====== DATA RECORDS ======
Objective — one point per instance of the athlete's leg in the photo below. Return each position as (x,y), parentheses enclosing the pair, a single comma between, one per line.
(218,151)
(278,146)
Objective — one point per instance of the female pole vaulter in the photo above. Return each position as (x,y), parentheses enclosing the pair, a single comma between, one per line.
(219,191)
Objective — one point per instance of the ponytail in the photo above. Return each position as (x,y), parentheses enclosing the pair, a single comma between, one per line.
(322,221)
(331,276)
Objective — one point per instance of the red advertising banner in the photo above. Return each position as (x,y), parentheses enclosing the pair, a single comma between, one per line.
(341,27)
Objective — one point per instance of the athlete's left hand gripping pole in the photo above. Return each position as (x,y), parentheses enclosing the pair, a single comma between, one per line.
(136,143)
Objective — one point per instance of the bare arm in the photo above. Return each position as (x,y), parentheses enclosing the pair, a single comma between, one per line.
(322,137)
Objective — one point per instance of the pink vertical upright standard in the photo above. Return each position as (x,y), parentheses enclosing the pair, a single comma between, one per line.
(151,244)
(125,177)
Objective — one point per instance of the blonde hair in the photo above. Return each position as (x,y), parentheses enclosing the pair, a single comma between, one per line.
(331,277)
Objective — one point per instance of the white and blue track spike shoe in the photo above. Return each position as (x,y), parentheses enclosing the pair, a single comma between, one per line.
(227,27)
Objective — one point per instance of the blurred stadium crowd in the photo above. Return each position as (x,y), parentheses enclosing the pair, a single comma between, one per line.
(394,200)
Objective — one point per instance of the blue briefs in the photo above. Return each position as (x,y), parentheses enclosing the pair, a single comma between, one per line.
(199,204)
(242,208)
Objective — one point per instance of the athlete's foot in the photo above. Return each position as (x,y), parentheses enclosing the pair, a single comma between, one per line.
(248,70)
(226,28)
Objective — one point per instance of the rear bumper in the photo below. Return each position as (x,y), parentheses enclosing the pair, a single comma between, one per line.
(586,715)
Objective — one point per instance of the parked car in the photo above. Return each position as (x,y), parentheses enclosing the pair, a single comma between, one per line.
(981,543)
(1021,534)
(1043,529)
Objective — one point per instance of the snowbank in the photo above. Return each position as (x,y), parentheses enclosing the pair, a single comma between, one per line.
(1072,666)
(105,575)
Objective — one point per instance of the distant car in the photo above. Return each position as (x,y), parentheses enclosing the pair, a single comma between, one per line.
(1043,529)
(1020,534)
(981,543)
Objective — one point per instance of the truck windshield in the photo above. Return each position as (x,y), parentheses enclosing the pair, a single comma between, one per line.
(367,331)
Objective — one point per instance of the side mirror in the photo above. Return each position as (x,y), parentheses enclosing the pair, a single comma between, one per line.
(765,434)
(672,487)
======
▶ **WHAT THE EXERCISE ASKS**
Give the lines from the one containing "Objective — one point per instance of the snowbank" through the end of the entries again, exactly as written and with no other lines.

▶ **SOLVED PROBLEM**
Objective — one point per instance of the snowbank in the photo above. Return each position as (x,y), parentheses enclosing the pair, a single comma between, one per line.
(1072,666)
(105,575)
Objective — one point per instance of the distant car in the photo above. Return each position as (x,y), parentheses enclosing the pair, a single comma between, one per line.
(1043,529)
(1020,534)
(981,543)
Objective — one point per instance of the truck windshield in the photo above. Return each position as (x,y), parentheses enclosing the pair, a single comma between, one per line.
(367,331)
Objective — one point per instance of the side mirror in the photo above. Return each position as (x,y), parentheses enclosing the pair, a single comma between, one per line.
(765,434)
(672,487)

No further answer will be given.